GIVEN TASK 1
In the text about the Amtrak sleeper train, which restaurateur created the premium menu that debuted in Amtrak's Acela First Class?
═════ TEXT PROVIDED ═════
The train’s dining car is actually lovely. With large windows, white tablecloths, flowers on the tables and all the condiments you’d ever need, it was the highlight of the trip. This dining service wasn’t available previously—it’s part of a new relaunch of traditional dining for Amtrak’s First Class private room customers aboard the Silver Meteor and Silver Star. Earlier this summer, the new, premium menu debuted in Amtrak’s Acela First Class by award-winning restaurateur Stephen Starr. Already, the company’s Auto Train, California Zephyr, Coast Starlight, Empire Builder, Southwest Chief and Texas Eagle had been serving food, including vegan items!

A steak dinner aboard the Amtrak sleeper train
Photograph: Shaye Weaver/Time Out New York | A steak dinner aboard the Amtrak sleeper train

“We are making significant improvements throughout our network to create a modern and dynamic travel experience,” Fred Gazzolo, Amtrak Vice President of Product Development, said in a statement a couple of months ago. “Traveling by train offers a one-of-a-kind journey and the addition of this new service on two legacy routes is something we think our First Class customers will enjoy.”

Fred is right. The journey was a unique experience. I don’t know anyone else who has taken the train to Florida.

But it was also nostalgic

When traveling by train in America was a regular thing (before commercial flights really entered the scene), these sleeper cars were a luxurious way to travel and taking in the passing scenery as you dined was just part of the experience. By the 1920s and through the 1940s, for example, the Pullman Sleeping Car became the pinnacle of intercontinental train travel and allowed passengers to take their tea and dinner en route. Even back then, the sleeping spaces were compact but having someone else transport you in comfort was a luxury.

But once commercial flights became more accessible in the 1960s and road trips via car were more ubiquitous, these sleeper cars fell out of necessity. Now, we look at them like they’re a relic of the past—something no longer relevant, inconvenient even, but nostalgic. 

Lunch aboard the Amtrak sleeper train with a view of fall leaves
Photograph: Shaye Weaver/Time Out New York

Despite there being a more affordable and quicker way to get to Florida, taking a slower, more scenic route is an attractive option for those wanting to make a memory of the journey. If train travel is something you enjoy and you can allow for more travel time, a long-distance train is a cool experience that can connect you to our transit past.

I made new friends!

The best part of it was feeling like I wasn’t alone. Every sleeper car has an attendant who helps with anything you may need. Rodney was incredibly accommodating and hospitable, waking me in the morning before breakfast service ended and bringing French Toast to my roomette when a call stopped me from going to the dining car. All the staff aboard my train were kind, too, making for a pleasant trip.

But I thought there was no way I’d actually make new friends. That’s the kind of thing that happens in movies, right? But for dinner on the way back to NYC, the host seated my partner and me with another couple. At first, I was stressed about having to make small talk with strangers, but the four of us hit it off. We compared our experiences aboard the northbound Silver Meteor train and then branched off into our life stories, introducing our respective pets and more. We enjoyed dining together so much that we decided to meet in the dining car for breakfast the next day at 8am. Suddenly, we weren’t traveling alone anymore, and our long journey was transformed into an activity we were experiencing together.
═════
GIVEN TASK 2
Rewrite the listing from its first line up to and including the line with "(1137, 124)", keeping every line in place and shifting each coordinate in the answers up by 123.
═════ STORED ROWS ═════
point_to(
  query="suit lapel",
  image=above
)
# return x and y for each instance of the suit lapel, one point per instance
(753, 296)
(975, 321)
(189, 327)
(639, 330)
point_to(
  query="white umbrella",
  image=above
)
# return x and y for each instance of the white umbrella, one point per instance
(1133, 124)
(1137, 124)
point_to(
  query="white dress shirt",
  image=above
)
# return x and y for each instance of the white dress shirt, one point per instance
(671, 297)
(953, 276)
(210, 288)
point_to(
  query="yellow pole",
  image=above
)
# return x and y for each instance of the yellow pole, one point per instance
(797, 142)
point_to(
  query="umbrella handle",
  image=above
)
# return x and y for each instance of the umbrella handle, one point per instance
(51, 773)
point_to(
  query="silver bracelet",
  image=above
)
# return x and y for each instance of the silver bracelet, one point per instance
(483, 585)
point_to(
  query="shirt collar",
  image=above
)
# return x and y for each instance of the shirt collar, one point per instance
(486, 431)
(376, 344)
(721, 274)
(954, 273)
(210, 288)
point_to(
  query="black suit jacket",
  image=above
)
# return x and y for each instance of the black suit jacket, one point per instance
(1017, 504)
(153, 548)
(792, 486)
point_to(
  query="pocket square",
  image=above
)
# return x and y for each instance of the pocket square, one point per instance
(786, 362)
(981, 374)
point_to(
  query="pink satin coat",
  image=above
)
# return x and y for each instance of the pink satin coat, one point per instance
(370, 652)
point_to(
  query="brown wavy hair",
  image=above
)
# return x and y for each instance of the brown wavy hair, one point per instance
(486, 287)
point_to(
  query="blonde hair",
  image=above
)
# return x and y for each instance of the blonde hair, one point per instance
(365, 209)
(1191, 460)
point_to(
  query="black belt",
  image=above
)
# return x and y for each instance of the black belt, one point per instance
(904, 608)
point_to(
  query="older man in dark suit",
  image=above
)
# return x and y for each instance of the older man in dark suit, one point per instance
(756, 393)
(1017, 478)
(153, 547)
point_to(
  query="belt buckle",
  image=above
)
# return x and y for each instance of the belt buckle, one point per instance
═════
EXERCISE OUTPUT 1
Stephen Starr, an award-winning restaurateur.

EXERCISE OUTPUT 2
point_to(
  query="suit lapel",
  image=above
)
# return x and y for each instance of the suit lapel, one point per instance
(876, 419)
(1098, 444)
(312, 450)
(762, 453)
point_to(
  query="white umbrella",
  image=above
)
# return x and y for each instance of the white umbrella, one point per instance
(1256, 247)
(1260, 247)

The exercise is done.